:: The problem ::
Return every line in the listing below that contains the word "roof".

— begin Record excerpts —

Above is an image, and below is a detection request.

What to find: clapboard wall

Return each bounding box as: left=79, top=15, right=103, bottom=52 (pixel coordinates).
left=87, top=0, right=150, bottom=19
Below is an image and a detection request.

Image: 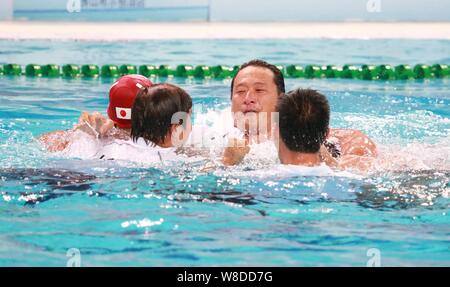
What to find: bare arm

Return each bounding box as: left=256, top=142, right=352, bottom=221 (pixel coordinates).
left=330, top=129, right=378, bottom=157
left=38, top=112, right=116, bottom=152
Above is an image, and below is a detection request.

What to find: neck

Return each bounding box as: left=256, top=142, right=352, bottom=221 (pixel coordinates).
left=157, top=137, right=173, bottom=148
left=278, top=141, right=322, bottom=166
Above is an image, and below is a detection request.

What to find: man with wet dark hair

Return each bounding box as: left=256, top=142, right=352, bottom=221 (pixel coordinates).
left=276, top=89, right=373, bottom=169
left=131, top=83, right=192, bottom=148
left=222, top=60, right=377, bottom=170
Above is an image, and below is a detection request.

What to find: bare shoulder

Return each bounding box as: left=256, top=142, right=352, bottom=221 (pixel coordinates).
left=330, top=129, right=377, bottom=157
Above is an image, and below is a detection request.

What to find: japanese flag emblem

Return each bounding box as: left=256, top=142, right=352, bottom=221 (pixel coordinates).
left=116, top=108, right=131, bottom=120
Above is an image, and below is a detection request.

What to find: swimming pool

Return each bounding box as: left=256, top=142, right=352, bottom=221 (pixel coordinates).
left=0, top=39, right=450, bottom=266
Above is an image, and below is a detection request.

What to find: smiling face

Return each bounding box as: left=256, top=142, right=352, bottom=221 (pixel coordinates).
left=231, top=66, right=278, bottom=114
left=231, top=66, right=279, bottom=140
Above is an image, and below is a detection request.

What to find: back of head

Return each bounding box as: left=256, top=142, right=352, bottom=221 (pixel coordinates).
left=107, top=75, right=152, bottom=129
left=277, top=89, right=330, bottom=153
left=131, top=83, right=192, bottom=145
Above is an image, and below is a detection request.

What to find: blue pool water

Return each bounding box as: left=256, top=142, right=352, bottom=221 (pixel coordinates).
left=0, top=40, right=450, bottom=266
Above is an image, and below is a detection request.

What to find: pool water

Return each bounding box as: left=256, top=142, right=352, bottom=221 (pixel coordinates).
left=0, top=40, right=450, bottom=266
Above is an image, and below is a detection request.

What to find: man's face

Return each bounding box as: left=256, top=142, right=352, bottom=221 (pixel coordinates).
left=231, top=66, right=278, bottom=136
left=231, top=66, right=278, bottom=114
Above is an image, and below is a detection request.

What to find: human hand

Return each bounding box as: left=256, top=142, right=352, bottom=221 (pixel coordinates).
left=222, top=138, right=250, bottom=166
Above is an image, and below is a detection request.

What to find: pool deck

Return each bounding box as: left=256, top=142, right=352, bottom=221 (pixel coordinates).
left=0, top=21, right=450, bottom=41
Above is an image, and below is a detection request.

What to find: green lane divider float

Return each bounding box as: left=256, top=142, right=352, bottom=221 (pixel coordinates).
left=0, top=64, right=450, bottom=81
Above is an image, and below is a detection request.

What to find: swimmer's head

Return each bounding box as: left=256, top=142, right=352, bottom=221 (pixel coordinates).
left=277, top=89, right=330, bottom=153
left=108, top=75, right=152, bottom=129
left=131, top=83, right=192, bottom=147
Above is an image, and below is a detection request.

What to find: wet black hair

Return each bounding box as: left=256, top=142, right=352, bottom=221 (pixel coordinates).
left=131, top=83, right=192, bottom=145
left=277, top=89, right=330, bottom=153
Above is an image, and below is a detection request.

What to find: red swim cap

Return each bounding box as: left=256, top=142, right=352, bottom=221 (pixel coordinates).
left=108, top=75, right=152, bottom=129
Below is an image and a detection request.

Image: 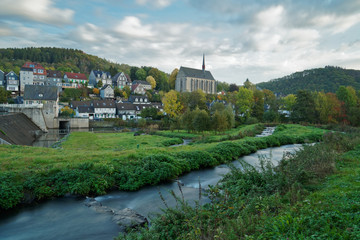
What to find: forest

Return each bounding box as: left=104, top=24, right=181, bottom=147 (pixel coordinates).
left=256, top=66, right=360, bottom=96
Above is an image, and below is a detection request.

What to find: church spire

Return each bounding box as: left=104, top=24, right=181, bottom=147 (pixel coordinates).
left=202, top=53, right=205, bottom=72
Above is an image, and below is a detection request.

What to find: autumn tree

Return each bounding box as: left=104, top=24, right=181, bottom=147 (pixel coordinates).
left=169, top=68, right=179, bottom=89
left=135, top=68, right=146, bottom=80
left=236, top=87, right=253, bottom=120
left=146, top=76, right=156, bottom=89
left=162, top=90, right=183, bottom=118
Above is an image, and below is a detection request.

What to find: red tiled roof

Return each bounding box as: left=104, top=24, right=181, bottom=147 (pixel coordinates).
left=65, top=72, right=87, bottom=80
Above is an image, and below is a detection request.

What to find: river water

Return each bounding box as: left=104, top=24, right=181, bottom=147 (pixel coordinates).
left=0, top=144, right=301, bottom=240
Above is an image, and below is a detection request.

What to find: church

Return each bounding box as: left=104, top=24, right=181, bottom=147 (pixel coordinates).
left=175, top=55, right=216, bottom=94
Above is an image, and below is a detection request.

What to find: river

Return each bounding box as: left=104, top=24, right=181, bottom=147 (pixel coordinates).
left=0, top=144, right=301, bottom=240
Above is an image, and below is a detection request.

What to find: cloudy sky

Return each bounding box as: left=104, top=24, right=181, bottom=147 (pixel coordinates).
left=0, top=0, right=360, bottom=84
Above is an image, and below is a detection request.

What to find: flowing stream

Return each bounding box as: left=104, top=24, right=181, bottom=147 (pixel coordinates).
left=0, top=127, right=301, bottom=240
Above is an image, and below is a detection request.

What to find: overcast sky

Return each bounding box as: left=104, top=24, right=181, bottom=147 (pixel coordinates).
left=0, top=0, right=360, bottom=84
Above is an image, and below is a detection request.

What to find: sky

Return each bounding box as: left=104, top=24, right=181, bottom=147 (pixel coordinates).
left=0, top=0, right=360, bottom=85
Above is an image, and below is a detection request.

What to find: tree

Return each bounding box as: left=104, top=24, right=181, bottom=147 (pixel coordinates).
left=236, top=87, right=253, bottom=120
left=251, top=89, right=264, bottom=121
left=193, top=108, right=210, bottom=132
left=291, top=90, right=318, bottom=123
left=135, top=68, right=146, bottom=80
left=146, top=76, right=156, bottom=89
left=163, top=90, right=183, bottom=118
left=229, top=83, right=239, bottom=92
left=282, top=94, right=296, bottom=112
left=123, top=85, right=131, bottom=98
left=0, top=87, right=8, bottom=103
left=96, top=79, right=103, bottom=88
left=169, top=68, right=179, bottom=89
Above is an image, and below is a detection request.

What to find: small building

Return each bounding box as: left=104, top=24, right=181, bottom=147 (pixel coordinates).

— end Record excerpts —
— begin Record excerpts —

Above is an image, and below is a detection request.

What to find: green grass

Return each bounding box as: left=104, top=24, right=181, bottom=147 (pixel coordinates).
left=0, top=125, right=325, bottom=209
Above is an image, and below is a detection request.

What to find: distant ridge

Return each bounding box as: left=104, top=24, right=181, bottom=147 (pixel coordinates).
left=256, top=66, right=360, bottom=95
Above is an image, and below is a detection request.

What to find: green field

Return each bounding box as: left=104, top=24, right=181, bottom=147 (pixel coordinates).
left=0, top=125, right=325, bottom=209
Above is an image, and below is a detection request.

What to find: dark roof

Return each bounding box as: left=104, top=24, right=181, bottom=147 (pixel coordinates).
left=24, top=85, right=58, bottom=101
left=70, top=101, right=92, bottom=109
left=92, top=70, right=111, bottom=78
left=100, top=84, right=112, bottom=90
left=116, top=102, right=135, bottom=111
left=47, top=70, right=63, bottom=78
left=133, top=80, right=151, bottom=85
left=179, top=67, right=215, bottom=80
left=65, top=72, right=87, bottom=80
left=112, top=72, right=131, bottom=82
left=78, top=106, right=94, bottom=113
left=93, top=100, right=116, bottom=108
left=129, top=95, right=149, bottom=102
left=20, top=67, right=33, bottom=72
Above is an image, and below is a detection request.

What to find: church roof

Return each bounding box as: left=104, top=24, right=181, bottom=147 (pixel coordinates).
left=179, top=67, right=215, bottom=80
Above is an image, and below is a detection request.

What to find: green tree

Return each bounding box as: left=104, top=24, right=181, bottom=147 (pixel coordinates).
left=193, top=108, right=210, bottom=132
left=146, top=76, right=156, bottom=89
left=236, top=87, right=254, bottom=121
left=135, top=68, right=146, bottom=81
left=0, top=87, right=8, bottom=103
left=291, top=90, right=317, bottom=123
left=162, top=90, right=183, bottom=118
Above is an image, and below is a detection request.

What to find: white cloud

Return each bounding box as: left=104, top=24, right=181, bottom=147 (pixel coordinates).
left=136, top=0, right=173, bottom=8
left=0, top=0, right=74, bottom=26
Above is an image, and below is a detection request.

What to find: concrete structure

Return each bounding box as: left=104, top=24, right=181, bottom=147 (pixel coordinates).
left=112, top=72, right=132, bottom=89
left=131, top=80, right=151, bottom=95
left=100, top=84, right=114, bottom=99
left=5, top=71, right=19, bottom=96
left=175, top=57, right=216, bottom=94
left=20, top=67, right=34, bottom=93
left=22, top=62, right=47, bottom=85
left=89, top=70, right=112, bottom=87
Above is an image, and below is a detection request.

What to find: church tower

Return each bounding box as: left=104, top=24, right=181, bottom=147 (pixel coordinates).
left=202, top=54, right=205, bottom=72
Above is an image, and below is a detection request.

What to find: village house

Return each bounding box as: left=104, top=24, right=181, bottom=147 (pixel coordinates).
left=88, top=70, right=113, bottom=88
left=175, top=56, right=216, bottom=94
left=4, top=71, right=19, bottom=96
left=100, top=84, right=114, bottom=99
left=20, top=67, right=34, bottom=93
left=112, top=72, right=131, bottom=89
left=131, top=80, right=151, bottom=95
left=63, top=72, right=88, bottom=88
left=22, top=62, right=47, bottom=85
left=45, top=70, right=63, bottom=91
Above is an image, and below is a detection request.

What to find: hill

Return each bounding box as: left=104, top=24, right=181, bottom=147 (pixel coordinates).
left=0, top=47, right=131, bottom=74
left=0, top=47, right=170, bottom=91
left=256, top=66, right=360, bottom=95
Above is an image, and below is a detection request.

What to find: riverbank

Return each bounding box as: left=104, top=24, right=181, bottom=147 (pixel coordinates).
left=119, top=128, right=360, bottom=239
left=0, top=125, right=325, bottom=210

— end Record excerpts —

:: Task response ::
What to find: red tiled roof
What to find: dark roof
What to find: church roof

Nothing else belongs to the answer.